Collected data entries
•••
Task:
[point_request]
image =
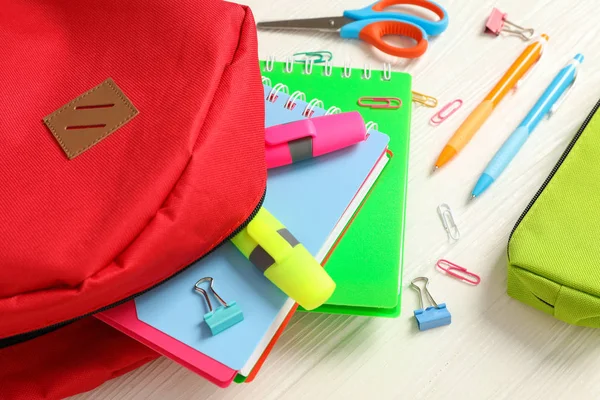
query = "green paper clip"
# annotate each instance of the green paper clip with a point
(321, 56)
(224, 316)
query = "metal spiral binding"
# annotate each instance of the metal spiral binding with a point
(367, 71)
(291, 103)
(309, 110)
(371, 126)
(289, 65)
(314, 103)
(333, 110)
(328, 68)
(308, 64)
(270, 63)
(272, 96)
(347, 72)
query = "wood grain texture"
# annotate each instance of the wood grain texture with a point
(496, 348)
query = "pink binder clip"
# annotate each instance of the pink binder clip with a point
(446, 112)
(497, 23)
(458, 272)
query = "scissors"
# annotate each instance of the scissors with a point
(372, 23)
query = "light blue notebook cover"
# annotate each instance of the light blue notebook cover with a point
(309, 198)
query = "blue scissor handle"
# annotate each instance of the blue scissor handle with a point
(353, 29)
(375, 11)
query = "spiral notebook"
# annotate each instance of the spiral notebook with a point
(315, 199)
(366, 264)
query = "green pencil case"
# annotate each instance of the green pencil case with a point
(554, 249)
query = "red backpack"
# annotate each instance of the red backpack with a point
(132, 144)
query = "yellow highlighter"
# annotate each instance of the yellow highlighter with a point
(515, 74)
(274, 250)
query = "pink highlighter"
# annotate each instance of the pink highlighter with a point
(313, 137)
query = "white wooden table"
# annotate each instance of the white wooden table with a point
(496, 347)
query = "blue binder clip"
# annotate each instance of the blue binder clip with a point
(430, 317)
(224, 316)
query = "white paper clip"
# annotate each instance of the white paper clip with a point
(498, 23)
(448, 222)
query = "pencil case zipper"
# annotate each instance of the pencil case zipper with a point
(555, 169)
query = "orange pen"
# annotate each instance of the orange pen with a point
(513, 76)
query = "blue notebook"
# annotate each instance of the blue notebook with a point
(310, 198)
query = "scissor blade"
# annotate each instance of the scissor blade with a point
(332, 24)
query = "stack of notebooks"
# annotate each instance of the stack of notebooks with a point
(347, 208)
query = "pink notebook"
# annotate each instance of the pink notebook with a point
(124, 318)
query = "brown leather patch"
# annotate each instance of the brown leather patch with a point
(85, 121)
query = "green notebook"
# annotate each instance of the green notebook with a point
(367, 262)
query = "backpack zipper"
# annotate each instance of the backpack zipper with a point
(555, 169)
(23, 337)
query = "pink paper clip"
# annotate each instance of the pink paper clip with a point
(450, 268)
(497, 23)
(446, 112)
(391, 103)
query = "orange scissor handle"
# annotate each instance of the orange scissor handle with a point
(374, 32)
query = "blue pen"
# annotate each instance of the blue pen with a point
(552, 98)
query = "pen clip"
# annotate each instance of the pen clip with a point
(543, 42)
(567, 92)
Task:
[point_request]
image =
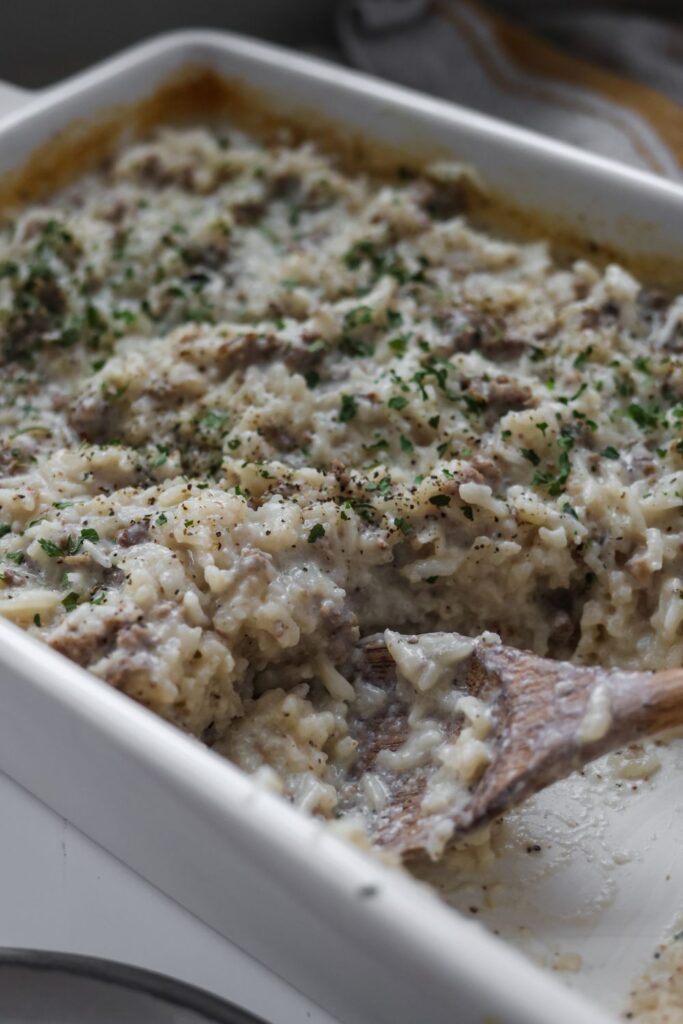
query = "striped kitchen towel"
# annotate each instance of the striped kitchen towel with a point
(607, 80)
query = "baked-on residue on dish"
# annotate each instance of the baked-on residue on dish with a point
(253, 408)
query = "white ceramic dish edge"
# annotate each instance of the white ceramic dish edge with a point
(280, 885)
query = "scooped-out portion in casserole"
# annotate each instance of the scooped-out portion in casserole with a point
(254, 408)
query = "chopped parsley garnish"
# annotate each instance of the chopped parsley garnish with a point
(583, 357)
(397, 401)
(646, 417)
(71, 547)
(212, 420)
(160, 459)
(71, 600)
(358, 316)
(50, 548)
(348, 409)
(530, 456)
(403, 525)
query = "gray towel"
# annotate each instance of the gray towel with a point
(606, 80)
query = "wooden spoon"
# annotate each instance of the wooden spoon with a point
(548, 719)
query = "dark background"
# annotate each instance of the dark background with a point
(44, 40)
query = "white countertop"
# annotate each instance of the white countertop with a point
(60, 891)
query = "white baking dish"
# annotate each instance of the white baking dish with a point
(367, 943)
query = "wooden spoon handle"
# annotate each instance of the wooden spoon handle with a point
(643, 704)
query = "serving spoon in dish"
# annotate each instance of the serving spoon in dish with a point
(546, 719)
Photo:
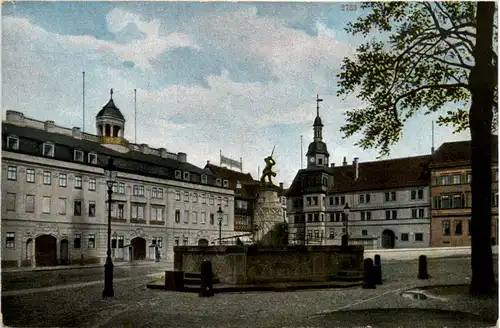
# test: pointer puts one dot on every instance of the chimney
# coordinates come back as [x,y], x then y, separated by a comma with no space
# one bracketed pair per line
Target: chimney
[355,163]
[182,157]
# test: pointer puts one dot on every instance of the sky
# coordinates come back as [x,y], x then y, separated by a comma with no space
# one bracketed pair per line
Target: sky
[236,77]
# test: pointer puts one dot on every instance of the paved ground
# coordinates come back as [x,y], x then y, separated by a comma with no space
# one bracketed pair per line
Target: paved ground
[136,306]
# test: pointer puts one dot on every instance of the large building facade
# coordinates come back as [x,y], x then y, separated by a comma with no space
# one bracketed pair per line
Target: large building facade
[388,201]
[54,208]
[452,197]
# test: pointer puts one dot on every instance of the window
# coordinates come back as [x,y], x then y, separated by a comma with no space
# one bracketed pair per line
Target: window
[29,206]
[48,149]
[11,201]
[78,156]
[12,143]
[91,208]
[10,240]
[30,175]
[157,213]
[137,212]
[12,173]
[46,205]
[92,184]
[77,241]
[138,190]
[78,182]
[47,178]
[61,206]
[92,158]
[77,211]
[446,227]
[91,240]
[63,180]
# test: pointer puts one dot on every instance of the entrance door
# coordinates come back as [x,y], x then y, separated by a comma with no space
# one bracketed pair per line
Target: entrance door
[46,250]
[64,251]
[388,239]
[138,248]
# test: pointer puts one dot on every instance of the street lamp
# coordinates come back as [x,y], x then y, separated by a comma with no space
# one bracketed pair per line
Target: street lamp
[219,216]
[110,175]
[345,240]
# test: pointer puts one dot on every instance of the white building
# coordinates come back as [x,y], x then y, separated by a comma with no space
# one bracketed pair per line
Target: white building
[389,200]
[54,195]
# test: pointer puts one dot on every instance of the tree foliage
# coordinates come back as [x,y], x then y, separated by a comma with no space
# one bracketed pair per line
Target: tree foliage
[424,63]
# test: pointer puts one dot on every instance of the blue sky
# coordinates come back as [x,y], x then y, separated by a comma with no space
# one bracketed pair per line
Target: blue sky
[236,77]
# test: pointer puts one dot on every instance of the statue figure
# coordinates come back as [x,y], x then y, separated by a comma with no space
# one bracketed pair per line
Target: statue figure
[268,172]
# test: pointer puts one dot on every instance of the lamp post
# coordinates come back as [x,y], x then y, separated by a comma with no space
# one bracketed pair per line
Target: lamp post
[110,175]
[346,222]
[219,217]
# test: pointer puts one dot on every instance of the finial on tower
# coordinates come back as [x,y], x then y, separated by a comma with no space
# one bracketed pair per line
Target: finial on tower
[318,100]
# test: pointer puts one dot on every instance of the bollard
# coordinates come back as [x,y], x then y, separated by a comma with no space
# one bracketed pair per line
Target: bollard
[369,281]
[206,289]
[377,268]
[422,267]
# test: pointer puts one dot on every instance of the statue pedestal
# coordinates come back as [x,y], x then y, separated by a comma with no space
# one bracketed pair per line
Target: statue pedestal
[268,214]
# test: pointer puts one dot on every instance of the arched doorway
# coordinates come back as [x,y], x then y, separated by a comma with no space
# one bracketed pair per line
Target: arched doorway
[388,239]
[46,250]
[202,242]
[64,251]
[138,248]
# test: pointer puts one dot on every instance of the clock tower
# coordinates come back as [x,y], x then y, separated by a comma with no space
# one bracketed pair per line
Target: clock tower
[317,153]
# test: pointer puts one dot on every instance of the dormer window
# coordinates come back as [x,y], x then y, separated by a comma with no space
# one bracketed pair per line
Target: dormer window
[48,149]
[92,158]
[78,156]
[13,143]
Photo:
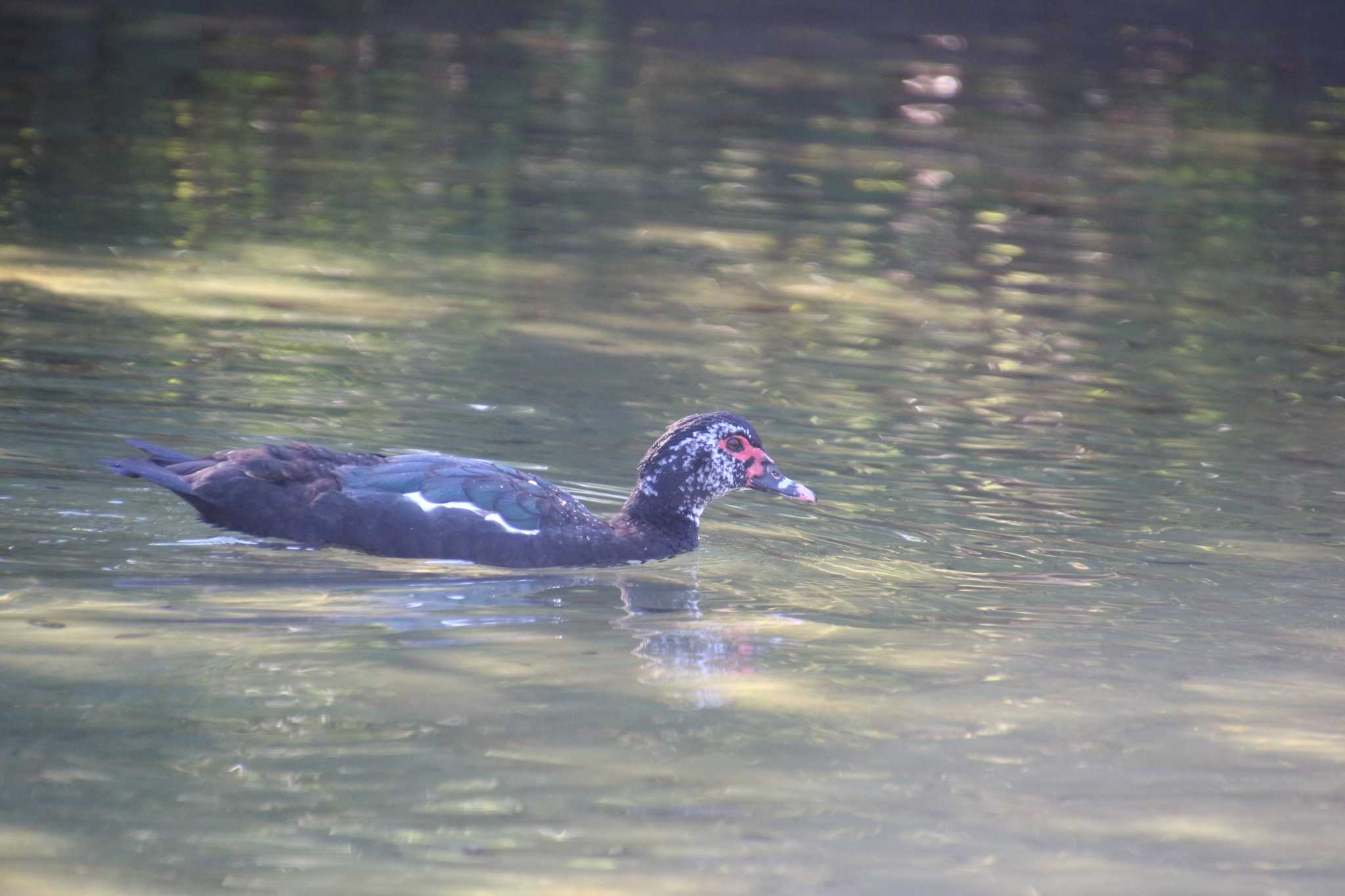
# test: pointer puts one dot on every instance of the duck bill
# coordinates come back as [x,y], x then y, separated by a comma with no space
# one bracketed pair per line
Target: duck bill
[771,480]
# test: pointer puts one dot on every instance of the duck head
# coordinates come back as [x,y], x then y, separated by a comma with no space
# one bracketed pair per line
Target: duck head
[699,458]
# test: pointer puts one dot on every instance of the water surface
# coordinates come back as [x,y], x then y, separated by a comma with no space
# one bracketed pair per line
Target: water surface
[1047,316]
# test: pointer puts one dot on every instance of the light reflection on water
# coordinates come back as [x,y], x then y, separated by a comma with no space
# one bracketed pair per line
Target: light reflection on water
[1057,349]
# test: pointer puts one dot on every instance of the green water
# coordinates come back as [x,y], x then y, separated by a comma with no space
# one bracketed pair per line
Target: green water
[1061,354]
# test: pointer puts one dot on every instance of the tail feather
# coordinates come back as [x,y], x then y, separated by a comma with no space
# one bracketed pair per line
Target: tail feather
[143,469]
[160,454]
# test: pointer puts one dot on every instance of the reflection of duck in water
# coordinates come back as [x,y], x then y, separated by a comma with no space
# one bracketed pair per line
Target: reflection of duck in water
[435,505]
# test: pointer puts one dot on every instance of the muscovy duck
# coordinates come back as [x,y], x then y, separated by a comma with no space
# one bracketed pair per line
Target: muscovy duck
[435,505]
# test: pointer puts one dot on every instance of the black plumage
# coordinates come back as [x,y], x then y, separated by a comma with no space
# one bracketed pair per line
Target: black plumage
[436,505]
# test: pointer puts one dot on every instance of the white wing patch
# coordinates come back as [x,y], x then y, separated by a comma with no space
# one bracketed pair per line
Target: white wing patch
[424,504]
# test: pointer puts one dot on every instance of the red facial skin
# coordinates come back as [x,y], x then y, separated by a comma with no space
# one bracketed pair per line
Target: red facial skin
[752,456]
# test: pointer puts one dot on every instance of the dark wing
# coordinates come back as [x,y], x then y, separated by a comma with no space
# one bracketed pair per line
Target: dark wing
[523,501]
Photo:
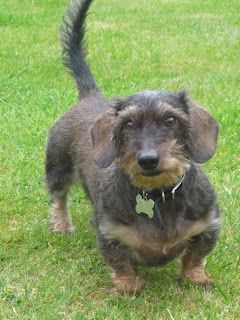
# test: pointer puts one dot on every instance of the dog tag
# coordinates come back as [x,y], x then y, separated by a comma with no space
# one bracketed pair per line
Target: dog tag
[144,206]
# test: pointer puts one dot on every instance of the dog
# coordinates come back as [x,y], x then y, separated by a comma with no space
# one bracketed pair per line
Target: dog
[139,162]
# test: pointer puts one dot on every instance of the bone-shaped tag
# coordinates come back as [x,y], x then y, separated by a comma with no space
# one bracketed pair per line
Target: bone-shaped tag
[144,206]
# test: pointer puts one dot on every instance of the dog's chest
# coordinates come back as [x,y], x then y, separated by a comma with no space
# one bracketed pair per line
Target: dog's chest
[149,246]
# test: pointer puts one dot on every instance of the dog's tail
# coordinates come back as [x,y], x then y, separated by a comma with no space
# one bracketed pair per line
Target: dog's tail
[74,48]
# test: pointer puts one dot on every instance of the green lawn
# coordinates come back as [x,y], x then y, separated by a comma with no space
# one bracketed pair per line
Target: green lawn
[133,46]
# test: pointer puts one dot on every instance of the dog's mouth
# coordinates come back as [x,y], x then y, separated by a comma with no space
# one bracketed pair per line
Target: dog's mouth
[151,173]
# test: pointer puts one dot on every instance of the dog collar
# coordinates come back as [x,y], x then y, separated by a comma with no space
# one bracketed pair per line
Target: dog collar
[148,203]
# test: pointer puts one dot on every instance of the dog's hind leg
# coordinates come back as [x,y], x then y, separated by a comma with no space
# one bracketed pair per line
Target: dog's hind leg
[193,262]
[59,178]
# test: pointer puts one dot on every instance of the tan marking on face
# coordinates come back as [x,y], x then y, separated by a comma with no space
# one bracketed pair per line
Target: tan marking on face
[173,165]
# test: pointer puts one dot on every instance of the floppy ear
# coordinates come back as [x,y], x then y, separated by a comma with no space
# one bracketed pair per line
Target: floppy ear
[204,133]
[103,149]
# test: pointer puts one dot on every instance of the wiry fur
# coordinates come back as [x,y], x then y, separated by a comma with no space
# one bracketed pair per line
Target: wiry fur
[117,147]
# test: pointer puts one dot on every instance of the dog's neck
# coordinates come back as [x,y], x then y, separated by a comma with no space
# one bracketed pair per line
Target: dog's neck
•••
■ **Activity**: Look over the data above and show each line that contains "neck".

■ **Written answer**:
# test: pointer puts one dot on every instance of the dog's neck
Target: dog's neck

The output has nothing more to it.